(Extracted data entries)
** Start **

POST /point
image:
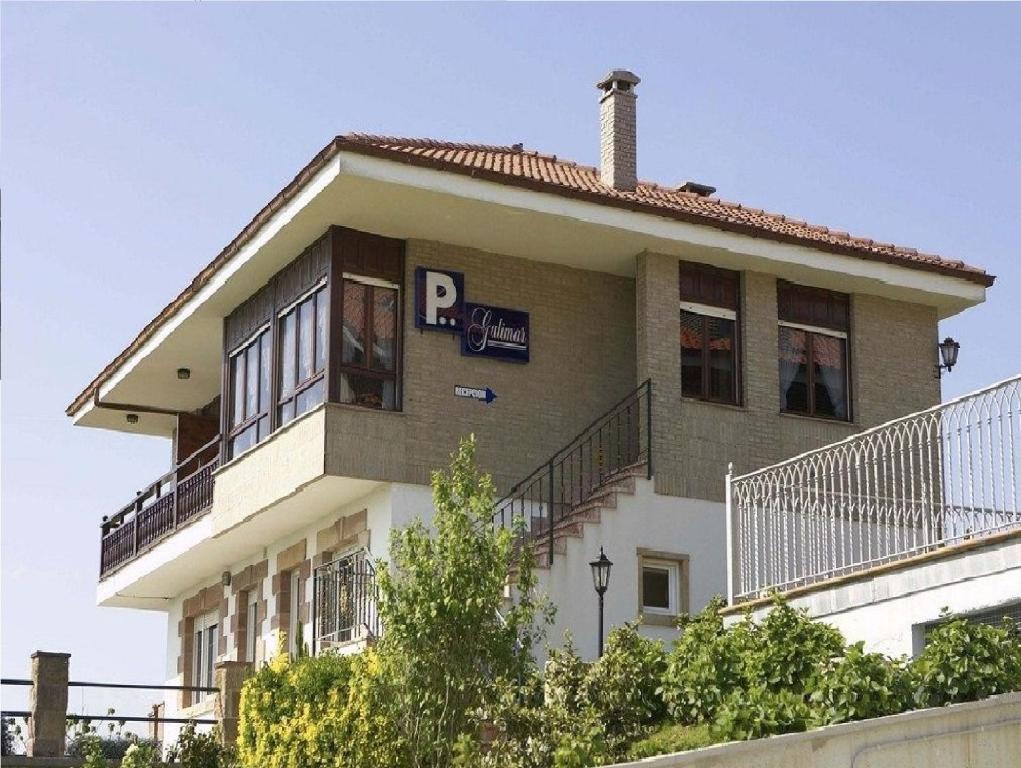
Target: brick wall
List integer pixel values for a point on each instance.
(582, 362)
(892, 353)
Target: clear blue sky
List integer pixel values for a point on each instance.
(137, 140)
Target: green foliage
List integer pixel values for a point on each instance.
(194, 750)
(142, 755)
(759, 711)
(670, 737)
(965, 661)
(451, 637)
(622, 686)
(706, 665)
(859, 686)
(287, 711)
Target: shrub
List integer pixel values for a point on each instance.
(671, 737)
(760, 711)
(622, 687)
(705, 666)
(964, 661)
(859, 686)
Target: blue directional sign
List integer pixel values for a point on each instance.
(486, 395)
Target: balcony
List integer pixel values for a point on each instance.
(180, 496)
(942, 477)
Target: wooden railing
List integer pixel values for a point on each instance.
(180, 495)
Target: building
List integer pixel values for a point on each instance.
(887, 530)
(613, 344)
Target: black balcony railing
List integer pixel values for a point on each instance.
(615, 442)
(344, 602)
(180, 495)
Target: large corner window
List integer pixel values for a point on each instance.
(249, 371)
(369, 348)
(205, 642)
(302, 354)
(813, 353)
(709, 333)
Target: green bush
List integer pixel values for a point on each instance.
(622, 687)
(964, 661)
(760, 711)
(860, 686)
(707, 663)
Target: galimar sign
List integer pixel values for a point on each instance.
(486, 331)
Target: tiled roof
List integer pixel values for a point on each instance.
(518, 166)
(514, 164)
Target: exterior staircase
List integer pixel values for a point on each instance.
(583, 479)
(590, 511)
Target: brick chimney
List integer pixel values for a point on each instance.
(618, 134)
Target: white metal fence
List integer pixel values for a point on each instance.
(925, 480)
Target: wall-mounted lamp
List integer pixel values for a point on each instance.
(949, 349)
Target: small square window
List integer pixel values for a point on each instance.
(660, 587)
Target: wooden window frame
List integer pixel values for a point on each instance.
(299, 387)
(370, 333)
(237, 429)
(718, 295)
(790, 316)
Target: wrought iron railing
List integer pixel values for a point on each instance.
(344, 601)
(181, 494)
(616, 441)
(926, 480)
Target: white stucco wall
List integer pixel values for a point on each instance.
(888, 611)
(645, 520)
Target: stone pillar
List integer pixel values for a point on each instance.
(48, 705)
(230, 677)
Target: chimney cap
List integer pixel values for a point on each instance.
(702, 190)
(618, 76)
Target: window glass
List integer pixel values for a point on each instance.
(691, 354)
(251, 629)
(322, 305)
(655, 587)
(292, 613)
(369, 391)
(720, 340)
(287, 349)
(305, 336)
(829, 376)
(793, 370)
(354, 324)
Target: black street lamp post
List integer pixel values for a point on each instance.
(600, 580)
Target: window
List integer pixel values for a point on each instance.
(251, 627)
(369, 344)
(663, 586)
(813, 354)
(249, 371)
(709, 333)
(206, 641)
(293, 620)
(659, 587)
(302, 350)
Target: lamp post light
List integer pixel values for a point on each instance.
(600, 580)
(949, 349)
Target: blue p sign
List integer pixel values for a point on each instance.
(439, 299)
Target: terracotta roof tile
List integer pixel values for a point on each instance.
(516, 163)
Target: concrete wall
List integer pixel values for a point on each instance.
(642, 521)
(892, 353)
(979, 734)
(888, 609)
(582, 362)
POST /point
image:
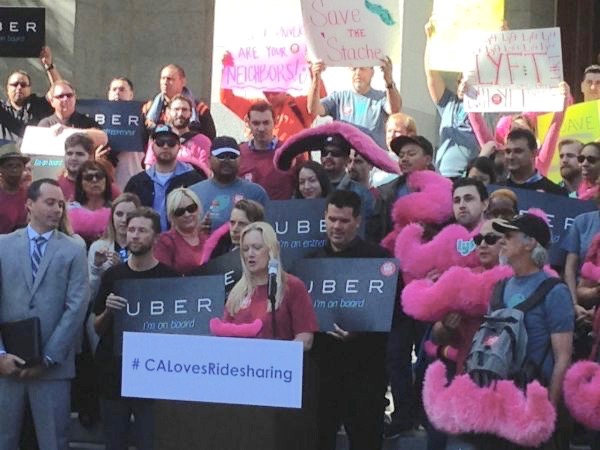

** End **

▶ WRITTEN PROBLEM
Rewrite the material above as a numbered list with one line per item, dropping any blank lines. Leave the pictures out.

▶ SOLUTION FOR THIS TASK
1. POST /point
2. image:
3. Target: brick wall
4. List integer pixel values for a point on each instance.
5. (582, 362)
6. (892, 353)
7. Target: clear blue sky
8. List integer pixel values for a point on each instance.
9. (137, 140)
10. Target: green foliage
11. List integer pixel values for a point on each instance.
12. (194, 750)
13. (142, 755)
14. (759, 711)
15. (670, 737)
16. (965, 661)
17. (451, 637)
18. (622, 686)
19. (706, 665)
20. (859, 686)
21. (287, 711)
22. Target: shrub
23. List integer pixel values for a point on each instance.
24. (671, 737)
25. (760, 711)
26. (622, 687)
27. (705, 666)
28. (964, 661)
29. (859, 686)
30. Target: blue directional sign
31. List integer pixel values for a point on each instance.
32. (486, 395)
33. Target: balcony
34. List integer pixel values for a point on each instance.
35. (180, 496)
36. (942, 477)
37. Target: wooden railing
38. List integer pixel values for a point on each instance.
39. (180, 495)
40. Target: building
41. List integer pixel values for a point on each instance.
42. (887, 530)
43. (613, 344)
44. Target: black balcony railing
45. List integer pixel values for a point on each instance.
46. (615, 442)
47. (344, 602)
48. (180, 495)
49. Target: large corner window
50. List integer pixel values for a point on each instance.
51. (249, 371)
52. (369, 348)
53. (205, 642)
54. (302, 354)
55. (813, 353)
56. (709, 333)
57. Target: green bush
58. List integer pixel values for a point on each instance.
59. (622, 687)
60. (964, 661)
61. (760, 711)
62. (860, 686)
63. (707, 663)
64. Target: galimar sign
65. List integer pixel values for a point on each instance.
66. (486, 331)
67. Target: tiled roof
68. List integer pixel values for a point on each instance.
69. (518, 166)
70. (514, 164)
71. Target: exterior staircase
72. List integer pixel values for a point on each instance.
73. (583, 479)
74. (590, 511)
75. Target: brick chimney
76. List integer pixel values for a point on each instance.
77. (618, 134)
78. Target: white metal fence
79. List integer pixel values for a point on each instance.
80. (925, 480)
81. Target: wall-mounted lamp
82. List integer pixel values for a point on each instance.
83. (949, 349)
84. Target: small square window
85. List integer pixel values for a point on each instance.
86. (660, 587)
87. Target: wooden window frame
88. List integer pixel values for a point on each instance.
89. (299, 387)
90. (370, 333)
91. (237, 429)
92. (718, 295)
93. (790, 316)
94. Target: wrought iron railing
95. List integer pixel values for a point on each instance.
96. (344, 601)
97. (181, 494)
98. (616, 441)
99. (926, 480)
100. Target: white stucco wall
101. List integer pixel values for a point on each instance.
102. (888, 611)
103. (645, 520)
104. Target: stone pillar
105. List integer pixel values for a point on each instance.
106. (48, 705)
107. (230, 677)
108. Target: chimney cap
109. List integer pixel values for a point on each instance.
110. (702, 190)
111. (618, 76)
112. Target: window glass
113. List integer pixel values for a point on each instance.
114. (691, 354)
115. (251, 629)
116. (322, 305)
117. (655, 587)
118. (292, 613)
119. (369, 391)
120. (720, 340)
121. (287, 349)
122. (305, 336)
123. (829, 376)
124. (793, 370)
125. (354, 324)
126. Target: black street lamp post
127. List integer pixel values for a point on each instance.
128. (600, 580)
129. Target: window
130. List integer pixel values for a point on each instance.
131. (251, 627)
132. (369, 344)
133. (663, 586)
134. (813, 354)
135. (249, 371)
136. (709, 333)
137. (206, 641)
138. (293, 620)
139. (659, 587)
140. (302, 350)
141. Target: lamp post light
142. List integer pixel values for a point on each instance.
143. (600, 580)
144. (949, 349)
145. Target: blue p sign
146. List integer pixel values for a point on each instance.
147. (439, 299)
148. Target: terracotta roof tile
149. List integer pixel values for a point on each instance.
150. (516, 163)
151. Target: concrete wall
152. List integer pixel values for a point on each instance.
153. (642, 521)
154. (892, 353)
155. (979, 734)
156. (888, 609)
157. (582, 362)
158. POST /point
159. image:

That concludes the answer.